• **What to work on**
Copy every line from the records that holds the word "yellow".

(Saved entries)
■ ■ ■ ■ ■

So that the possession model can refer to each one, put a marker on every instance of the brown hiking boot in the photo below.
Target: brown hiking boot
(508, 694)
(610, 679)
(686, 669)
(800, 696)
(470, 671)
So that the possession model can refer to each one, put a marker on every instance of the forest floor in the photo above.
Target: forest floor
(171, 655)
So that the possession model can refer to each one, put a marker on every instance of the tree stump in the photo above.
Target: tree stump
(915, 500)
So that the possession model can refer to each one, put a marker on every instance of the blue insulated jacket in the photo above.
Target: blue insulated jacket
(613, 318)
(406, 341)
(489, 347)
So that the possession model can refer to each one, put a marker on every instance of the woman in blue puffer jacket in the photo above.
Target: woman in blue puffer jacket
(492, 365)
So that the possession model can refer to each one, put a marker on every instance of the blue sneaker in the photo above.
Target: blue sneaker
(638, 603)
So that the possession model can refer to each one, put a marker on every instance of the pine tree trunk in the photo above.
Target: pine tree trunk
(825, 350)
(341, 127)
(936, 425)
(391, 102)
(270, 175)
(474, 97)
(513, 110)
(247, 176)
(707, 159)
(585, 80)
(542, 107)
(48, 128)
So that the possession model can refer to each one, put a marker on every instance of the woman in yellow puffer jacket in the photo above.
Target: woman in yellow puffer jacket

■ ■ ■ ■ ■

• **Reply to the task**
So that the possession model can refer to each one, put a marker on every instance of the woman in yellow puffer jacket in the photo above.
Target: woman in yellow puffer jacket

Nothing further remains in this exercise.